→ PROBLEM TO WORK ON: Exactly the lines starting at the line containing "Note to the class: locate the ceiling" and ending at the line containing "Note to the class: locate the woman's eye" are to be written out from the listing below, both included.
(EXERCISE MATERIAL)
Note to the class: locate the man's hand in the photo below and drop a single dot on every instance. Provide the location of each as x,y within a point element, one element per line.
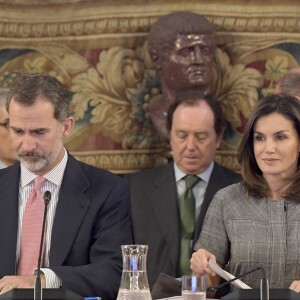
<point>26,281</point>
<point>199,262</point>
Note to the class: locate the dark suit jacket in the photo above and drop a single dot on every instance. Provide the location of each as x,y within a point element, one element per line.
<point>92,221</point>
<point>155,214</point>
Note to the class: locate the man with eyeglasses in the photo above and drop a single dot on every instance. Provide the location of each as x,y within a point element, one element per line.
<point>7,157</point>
(End EXERCISE MATERIAL)
(EXERCISE MATERIAL)
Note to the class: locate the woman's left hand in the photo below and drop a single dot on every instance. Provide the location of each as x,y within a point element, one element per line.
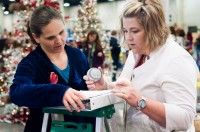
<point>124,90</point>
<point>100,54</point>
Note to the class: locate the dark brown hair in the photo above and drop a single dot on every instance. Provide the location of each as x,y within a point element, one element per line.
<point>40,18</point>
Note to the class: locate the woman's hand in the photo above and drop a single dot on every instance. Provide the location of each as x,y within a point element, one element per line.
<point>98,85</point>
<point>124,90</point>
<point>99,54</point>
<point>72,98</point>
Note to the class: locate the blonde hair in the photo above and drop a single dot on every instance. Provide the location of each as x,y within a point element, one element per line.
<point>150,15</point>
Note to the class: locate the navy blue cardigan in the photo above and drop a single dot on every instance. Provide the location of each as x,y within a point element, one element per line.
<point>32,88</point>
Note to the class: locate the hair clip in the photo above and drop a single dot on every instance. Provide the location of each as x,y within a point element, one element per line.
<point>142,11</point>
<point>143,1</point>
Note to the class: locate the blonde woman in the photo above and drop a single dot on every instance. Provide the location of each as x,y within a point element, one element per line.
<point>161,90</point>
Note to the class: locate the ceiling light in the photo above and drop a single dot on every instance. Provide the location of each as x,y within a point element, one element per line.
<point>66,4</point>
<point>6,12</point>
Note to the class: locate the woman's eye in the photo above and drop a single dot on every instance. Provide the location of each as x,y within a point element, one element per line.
(End EXERCISE MATERIAL)
→ WRITTEN ANSWER:
Note to the class: locate the ceiling light in the photo above and drop a single dot on every instance. Provide the location of each as x,y within a point element, one element per line.
<point>66,4</point>
<point>6,12</point>
Note to the class: locate the woman's eye in the photo above and drop a single dot on every instance. Provide the location of each as x,y within a point element, one element per line.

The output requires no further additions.